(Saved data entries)
════════
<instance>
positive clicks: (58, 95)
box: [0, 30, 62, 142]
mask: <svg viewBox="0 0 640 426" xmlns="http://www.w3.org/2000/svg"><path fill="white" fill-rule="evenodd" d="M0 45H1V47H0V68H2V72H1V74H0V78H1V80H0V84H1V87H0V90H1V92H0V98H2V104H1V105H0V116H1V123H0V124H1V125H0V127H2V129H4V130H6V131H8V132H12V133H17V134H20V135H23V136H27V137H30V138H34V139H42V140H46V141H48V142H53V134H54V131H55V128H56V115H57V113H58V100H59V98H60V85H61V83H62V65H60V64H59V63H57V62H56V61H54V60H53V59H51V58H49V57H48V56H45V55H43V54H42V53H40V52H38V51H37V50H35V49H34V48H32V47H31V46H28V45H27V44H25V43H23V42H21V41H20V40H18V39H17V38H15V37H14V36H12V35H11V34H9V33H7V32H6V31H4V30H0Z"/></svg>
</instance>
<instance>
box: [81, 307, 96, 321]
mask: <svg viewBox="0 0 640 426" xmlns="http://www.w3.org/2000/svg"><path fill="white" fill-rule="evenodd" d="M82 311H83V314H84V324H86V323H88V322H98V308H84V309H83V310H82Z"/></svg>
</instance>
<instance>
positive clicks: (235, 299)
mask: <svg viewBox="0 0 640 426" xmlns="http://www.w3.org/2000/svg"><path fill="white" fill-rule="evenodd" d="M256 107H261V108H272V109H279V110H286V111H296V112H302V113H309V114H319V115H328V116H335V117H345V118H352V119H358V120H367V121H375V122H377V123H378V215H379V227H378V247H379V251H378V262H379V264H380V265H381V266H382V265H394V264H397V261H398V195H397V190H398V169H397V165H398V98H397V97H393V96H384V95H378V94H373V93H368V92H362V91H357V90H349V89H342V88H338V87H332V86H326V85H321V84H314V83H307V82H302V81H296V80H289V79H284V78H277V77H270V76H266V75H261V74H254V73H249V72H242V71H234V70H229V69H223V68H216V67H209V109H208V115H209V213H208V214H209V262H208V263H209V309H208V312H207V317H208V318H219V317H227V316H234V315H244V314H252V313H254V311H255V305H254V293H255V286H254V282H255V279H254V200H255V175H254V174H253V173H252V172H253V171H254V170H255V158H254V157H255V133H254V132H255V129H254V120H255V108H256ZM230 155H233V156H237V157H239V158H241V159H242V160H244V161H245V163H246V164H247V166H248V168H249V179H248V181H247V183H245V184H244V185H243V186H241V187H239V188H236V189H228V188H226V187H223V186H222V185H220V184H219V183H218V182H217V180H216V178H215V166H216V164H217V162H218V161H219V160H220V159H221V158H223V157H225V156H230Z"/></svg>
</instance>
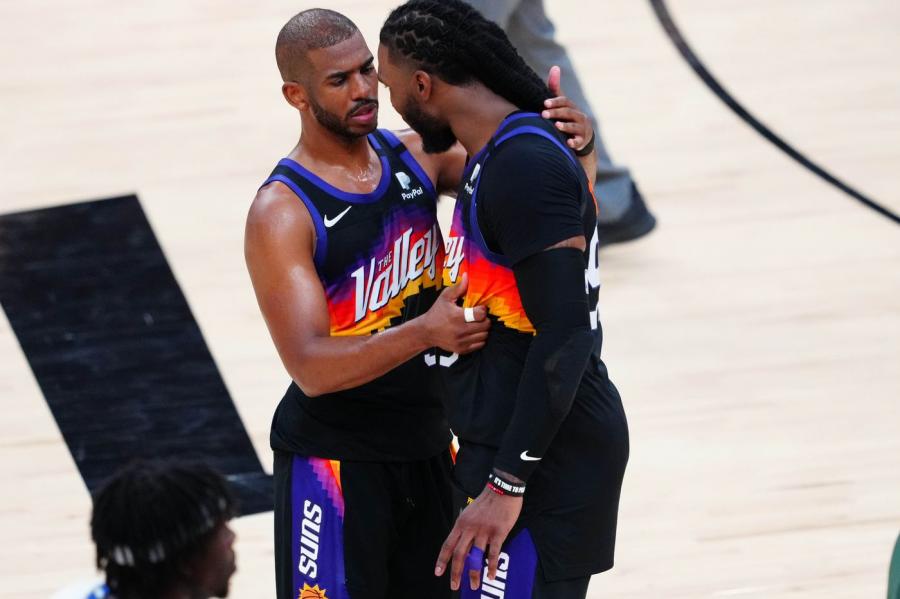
════════
Could you write out all of the rows above word for word, omitting any picture?

## ANSWER FOR THE TASK
<instance>
positive clicks: (58, 95)
box: [0, 30, 62, 142]
mask: <svg viewBox="0 0 640 426" xmlns="http://www.w3.org/2000/svg"><path fill="white" fill-rule="evenodd" d="M0 45H1V47H0V68H2V72H1V74H0V78H1V80H0V84H1V87H0V90H1V92H0V98H2V104H1V105H0V116H1V123H0V124H1V125H0V127H2V129H4V130H6V131H8V132H12V133H17V134H20V135H23V136H27V137H30V138H34V139H42V140H46V141H48V142H53V134H54V131H55V128H56V115H57V113H58V100H59V98H60V85H61V83H62V65H60V64H59V63H57V62H56V61H54V60H53V59H51V58H49V57H48V56H45V55H43V54H42V53H40V52H38V51H37V50H35V49H34V48H32V47H31V46H28V45H27V44H25V43H23V42H21V41H20V40H18V39H17V38H15V37H14V36H12V35H11V34H9V33H7V32H6V31H4V30H0Z"/></svg>
</instance>
<instance>
box: [81, 307, 96, 321]
mask: <svg viewBox="0 0 640 426" xmlns="http://www.w3.org/2000/svg"><path fill="white" fill-rule="evenodd" d="M82 311H83V314H84V324H86V323H88V322H98V308H84V309H83V310H82Z"/></svg>
</instance>
<instance>
positive clicks: (235, 299)
mask: <svg viewBox="0 0 640 426" xmlns="http://www.w3.org/2000/svg"><path fill="white" fill-rule="evenodd" d="M256 107H261V108H272V109H279V110H286V111H296V112H302V113H309V114H319V115H328V116H335V117H345V118H352V119H358V120H367V121H375V122H377V123H378V215H379V227H378V247H379V251H378V262H379V264H380V265H381V266H382V265H394V264H397V261H398V195H397V190H398V169H397V165H398V98H397V97H393V96H384V95H378V94H373V93H368V92H362V91H357V90H349V89H342V88H338V87H332V86H326V85H321V84H314V83H307V82H302V81H296V80H289V79H284V78H277V77H270V76H266V75H261V74H254V73H249V72H242V71H234V70H229V69H223V68H216V67H209V109H208V115H209V213H208V214H209V262H208V263H209V309H208V312H207V317H208V318H219V317H227V316H234V315H244V314H252V313H254V311H255V305H254V293H255V286H254V282H255V279H254V200H255V175H254V174H253V173H252V172H253V171H254V170H255V158H254V157H255V133H254V132H255V129H254V120H255V108H256ZM230 155H233V156H237V157H239V158H241V159H242V160H244V161H245V163H246V164H247V166H248V168H249V179H248V181H247V183H245V184H244V185H243V186H241V187H239V188H236V189H228V188H226V187H223V186H222V185H220V184H219V183H218V182H217V180H216V178H215V166H216V164H217V162H218V161H219V160H220V159H221V158H223V157H225V156H230Z"/></svg>
</instance>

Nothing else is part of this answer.